Starting at the line that has "Task: for the greenhouse-bench survey, tag the red" and going through the last line, copy the lines below again, requests included. Shift every x and y coordinate in the answers up by 18.

### [DATA FOR THIS EXERCISE]
## BEGIN

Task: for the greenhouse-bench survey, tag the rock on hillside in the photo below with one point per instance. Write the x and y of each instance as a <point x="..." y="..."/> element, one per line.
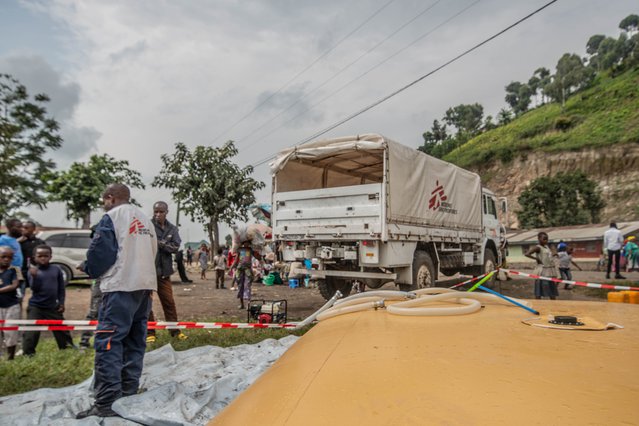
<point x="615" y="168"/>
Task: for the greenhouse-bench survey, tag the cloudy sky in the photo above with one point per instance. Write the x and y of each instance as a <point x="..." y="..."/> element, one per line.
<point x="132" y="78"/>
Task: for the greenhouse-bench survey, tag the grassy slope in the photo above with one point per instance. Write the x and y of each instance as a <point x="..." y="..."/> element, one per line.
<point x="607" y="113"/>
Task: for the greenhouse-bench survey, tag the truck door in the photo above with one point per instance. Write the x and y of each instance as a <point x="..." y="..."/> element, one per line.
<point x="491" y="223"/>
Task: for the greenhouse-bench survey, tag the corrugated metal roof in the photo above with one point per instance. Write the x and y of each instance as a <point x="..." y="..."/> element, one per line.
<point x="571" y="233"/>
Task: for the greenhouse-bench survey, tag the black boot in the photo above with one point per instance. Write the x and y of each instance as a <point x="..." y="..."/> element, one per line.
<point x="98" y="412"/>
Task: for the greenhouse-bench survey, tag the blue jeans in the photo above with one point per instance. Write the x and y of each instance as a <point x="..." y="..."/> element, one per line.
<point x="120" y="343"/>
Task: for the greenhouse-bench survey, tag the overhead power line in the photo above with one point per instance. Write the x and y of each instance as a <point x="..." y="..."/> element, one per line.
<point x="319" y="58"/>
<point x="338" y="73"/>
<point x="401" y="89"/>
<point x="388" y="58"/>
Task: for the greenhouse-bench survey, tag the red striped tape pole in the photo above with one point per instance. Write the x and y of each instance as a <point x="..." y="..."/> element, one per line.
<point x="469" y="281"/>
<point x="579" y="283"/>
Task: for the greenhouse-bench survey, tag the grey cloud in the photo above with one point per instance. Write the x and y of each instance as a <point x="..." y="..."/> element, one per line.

## END

### [RESPONSE TO THE EXERCISE]
Task: for the greenhouse-bench survey, tag the red striped tape pole in the photo above with one point per instance. Write the x and y of each instance as a <point x="..." y="..."/> element, one per line.
<point x="487" y="299"/>
<point x="597" y="301"/>
Task: for the greenhouse-bench survey, tag the grey cloud in the photo above with one point per instance. Write the x and y of each instance as a <point x="..." y="..."/> element, one per line.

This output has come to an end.